What you should do | The stretch from the line with "positive clicks: (534, 461)" through the line with "negative clicks: (456, 546) (541, 496)" in the records below: write it out exactly, and nothing else.

(Stored dataset items)
———

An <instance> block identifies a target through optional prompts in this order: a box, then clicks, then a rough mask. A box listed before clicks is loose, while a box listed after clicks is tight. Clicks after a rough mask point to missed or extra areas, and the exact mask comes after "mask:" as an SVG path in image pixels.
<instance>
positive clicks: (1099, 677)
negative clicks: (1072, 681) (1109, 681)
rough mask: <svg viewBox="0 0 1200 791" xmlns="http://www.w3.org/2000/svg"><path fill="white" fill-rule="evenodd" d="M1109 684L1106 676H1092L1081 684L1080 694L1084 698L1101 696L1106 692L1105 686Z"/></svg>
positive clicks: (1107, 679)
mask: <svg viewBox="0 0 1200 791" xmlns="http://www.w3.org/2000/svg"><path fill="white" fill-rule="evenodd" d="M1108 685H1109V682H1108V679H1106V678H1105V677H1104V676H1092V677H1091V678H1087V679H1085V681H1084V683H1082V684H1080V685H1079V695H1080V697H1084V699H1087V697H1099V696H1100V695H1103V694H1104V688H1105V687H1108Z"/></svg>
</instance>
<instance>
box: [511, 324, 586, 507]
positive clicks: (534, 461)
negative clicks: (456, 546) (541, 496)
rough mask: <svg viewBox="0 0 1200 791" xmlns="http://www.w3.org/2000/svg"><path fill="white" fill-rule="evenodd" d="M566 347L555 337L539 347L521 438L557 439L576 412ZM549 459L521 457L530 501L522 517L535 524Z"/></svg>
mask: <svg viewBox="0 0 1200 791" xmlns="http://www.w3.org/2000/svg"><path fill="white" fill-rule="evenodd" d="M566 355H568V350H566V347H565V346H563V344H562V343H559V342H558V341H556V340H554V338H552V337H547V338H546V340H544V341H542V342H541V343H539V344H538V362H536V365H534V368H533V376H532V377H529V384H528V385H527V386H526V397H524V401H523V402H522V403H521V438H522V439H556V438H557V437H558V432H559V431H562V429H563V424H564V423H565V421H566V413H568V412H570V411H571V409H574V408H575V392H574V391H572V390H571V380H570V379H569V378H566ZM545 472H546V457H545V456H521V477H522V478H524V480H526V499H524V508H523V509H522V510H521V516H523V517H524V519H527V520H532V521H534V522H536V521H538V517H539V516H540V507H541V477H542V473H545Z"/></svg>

———

Exercise answer |
positive clicks: (534, 461)
negative clicks: (456, 546) (541, 496)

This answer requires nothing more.